> _Task directions_: Could you copy out all of the records below exactly, leaving out every picture?
***
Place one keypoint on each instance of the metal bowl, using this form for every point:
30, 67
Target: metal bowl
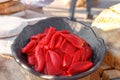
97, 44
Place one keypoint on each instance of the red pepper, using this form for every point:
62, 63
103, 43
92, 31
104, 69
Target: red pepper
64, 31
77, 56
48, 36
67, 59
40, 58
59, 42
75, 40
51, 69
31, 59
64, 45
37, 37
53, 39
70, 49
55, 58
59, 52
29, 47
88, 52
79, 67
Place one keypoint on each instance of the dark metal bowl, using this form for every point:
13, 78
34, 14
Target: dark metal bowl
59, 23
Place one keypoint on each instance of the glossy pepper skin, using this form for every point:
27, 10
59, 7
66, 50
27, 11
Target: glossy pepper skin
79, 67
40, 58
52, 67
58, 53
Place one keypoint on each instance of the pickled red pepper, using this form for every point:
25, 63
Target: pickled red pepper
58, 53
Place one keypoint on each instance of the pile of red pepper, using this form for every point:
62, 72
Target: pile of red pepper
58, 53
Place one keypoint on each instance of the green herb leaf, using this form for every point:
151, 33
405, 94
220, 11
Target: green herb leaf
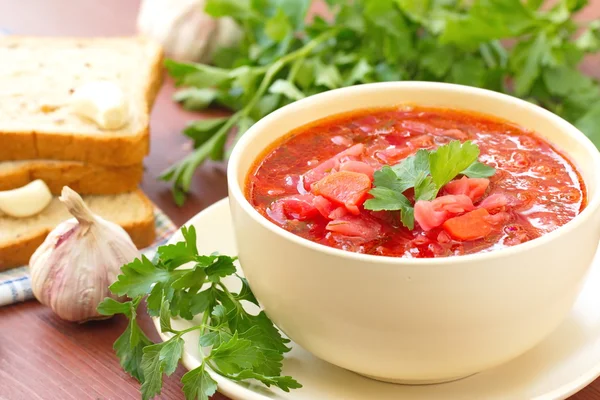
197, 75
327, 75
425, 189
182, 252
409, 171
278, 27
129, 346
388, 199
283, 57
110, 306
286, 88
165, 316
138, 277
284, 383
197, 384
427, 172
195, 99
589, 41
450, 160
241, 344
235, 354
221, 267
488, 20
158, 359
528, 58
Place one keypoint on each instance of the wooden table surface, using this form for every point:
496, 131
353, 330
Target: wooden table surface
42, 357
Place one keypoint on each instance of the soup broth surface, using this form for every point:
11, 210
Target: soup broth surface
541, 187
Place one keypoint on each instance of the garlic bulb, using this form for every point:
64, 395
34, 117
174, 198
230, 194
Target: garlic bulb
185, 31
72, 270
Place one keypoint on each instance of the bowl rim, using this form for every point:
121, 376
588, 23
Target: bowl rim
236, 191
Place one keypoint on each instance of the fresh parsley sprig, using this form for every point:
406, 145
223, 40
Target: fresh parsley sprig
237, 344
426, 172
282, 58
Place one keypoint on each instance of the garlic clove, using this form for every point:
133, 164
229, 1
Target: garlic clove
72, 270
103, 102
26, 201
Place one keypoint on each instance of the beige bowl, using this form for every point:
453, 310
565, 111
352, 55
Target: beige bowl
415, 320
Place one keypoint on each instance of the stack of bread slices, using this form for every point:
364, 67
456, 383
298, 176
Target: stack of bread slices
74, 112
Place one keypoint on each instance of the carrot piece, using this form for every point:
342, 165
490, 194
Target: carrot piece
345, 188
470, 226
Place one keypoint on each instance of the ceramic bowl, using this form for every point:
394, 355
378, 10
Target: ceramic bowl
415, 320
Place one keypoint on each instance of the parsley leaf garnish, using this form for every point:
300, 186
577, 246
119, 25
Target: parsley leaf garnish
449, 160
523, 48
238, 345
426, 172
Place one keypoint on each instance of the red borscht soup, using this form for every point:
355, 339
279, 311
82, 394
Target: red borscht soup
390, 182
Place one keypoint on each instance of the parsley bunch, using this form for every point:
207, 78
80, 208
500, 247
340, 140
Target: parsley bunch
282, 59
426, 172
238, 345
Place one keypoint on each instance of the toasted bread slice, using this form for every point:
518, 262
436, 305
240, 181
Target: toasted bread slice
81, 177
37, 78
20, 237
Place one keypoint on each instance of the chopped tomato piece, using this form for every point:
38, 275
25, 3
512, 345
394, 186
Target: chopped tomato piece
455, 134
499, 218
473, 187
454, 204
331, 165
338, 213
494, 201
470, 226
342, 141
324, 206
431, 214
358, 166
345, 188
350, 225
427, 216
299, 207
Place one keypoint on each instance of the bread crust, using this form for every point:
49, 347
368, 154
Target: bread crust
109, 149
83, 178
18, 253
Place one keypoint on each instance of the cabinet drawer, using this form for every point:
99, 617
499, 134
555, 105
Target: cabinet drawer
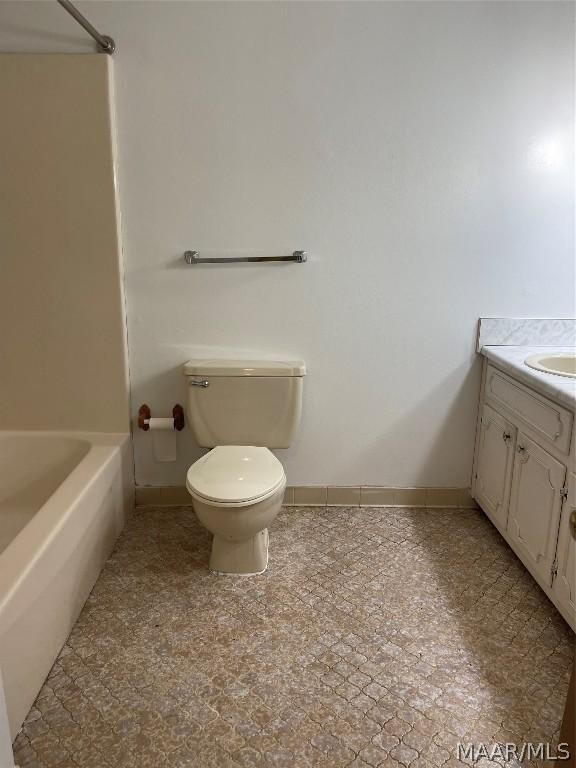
***
> _Answer box_:
Place one keypoint on each instance of the metal bowl, using this form for every point:
30, 67
Target: metal bowl
97, 44
Place one keypoint on each instance of the red pepper, using this form for every point:
62, 63
103, 43
92, 31
104, 69
Target: red pepper
64, 31
77, 56
48, 36
67, 59
40, 58
59, 42
75, 40
51, 69
31, 59
64, 45
37, 37
53, 39
70, 49
55, 58
59, 52
29, 47
88, 52
79, 67
Place one keypoint on each instance of the dark metal bowl, using this form for every point:
13, 78
34, 14
Target: dark metal bowl
59, 23
Place one keypoint on each instance of the glossy pepper skin, using this form for every point:
27, 10
59, 7
66, 50
27, 11
Target: glossy pepper skin
79, 67
40, 58
52, 67
58, 53
Place one keypoint on each instance of the pickled red pepper, using this form for every point:
25, 63
Target: pickled red pepper
58, 53
Place one keypoint on each instance of the pile of red pepper, using this form for every point:
62, 72
Target: pile of red pepper
58, 53
Place one keypoint on each instance of the green herb leaf, using this form for every point:
151, 33
405, 94
220, 11
Target: green herb leaf
197, 75
327, 75
425, 189
182, 252
409, 171
278, 27
129, 346
388, 199
283, 57
110, 306
286, 88
165, 316
138, 277
284, 383
197, 384
427, 172
195, 99
589, 41
450, 160
241, 344
235, 354
221, 267
488, 20
158, 359
528, 58
Place one keypoint on each instance of the wooden table surface, using this form for every point:
496, 131
353, 330
Target: wooden table surface
42, 357
Place one keypoint on each instance of the soup broth surface, using this form for every point:
11, 210
Target: soup broth surface
541, 187
Place one keypoint on each instance of the garlic bulb, using this form for every point:
64, 395
34, 117
174, 198
230, 194
Target: garlic bulb
185, 31
72, 270
Place one keypoint on each instance of the bowl rim, using this form for every point:
121, 376
588, 23
Target: bowl rim
236, 191
Place one keypoint on each instance of the fresh parsley sprig, using this form for every point:
406, 145
223, 40
Target: fresh parsley sprig
237, 344
426, 172
282, 58
Place one keypoint on each instance of the garlic clove, using this form for every point:
133, 164
229, 1
Target: garlic clove
72, 270
103, 102
26, 201
Place one keypoint on each instance of the beige bowl, using this form for every point:
453, 310
565, 111
352, 55
Target: beige bowl
415, 320
Place one keypoint on each instance of the stack of bread slices, using this form for every point:
364, 67
456, 383
298, 176
Target: stack of bread slices
74, 112
Place one keypoint on each instance of the carrot piece, using this form for every point:
342, 165
490, 194
Target: carrot piece
345, 188
470, 226
Place one keypoint on each instance of the ceramic bowl, using this form for every point:
394, 355
378, 10
Target: ceramic bowl
415, 320
Place one keypoint on each instance of the parsley leaf garnish, using this form for every point:
300, 186
577, 246
119, 25
Target: parsley leaf garnish
449, 160
523, 48
238, 345
426, 172
Place one keypoint on each instance of the red borscht soup, using this form for every point:
355, 339
279, 311
82, 394
Target: red borscht soup
390, 182
Place one keypoint on each instance of the parsley bunch, using this form for every point:
207, 78
80, 208
500, 247
340, 140
Target: parsley bunch
282, 59
426, 172
238, 345
Place one keypoint on each instance of the toasted bread slice, using this form for every point:
518, 262
436, 305
240, 181
Target: toasted bread slice
81, 177
37, 78
20, 237
Place one keypoint on each instance of the chopped tomato piece, using this form for every point:
38, 275
25, 3
512, 345
394, 186
Target: chopped tomato piece
455, 134
499, 218
473, 187
454, 204
331, 165
338, 213
494, 201
470, 226
342, 141
324, 206
431, 214
358, 166
345, 188
350, 225
427, 216
299, 207
Place one keypoint on each instance of the bread crust, using this form for every point:
49, 347
368, 154
Target: bread crust
109, 149
83, 178
18, 253
Place one keypoint on each instance of the cabinet drawer, using this form for every point:
99, 617
499, 134
555, 105
Target: cabinet drawer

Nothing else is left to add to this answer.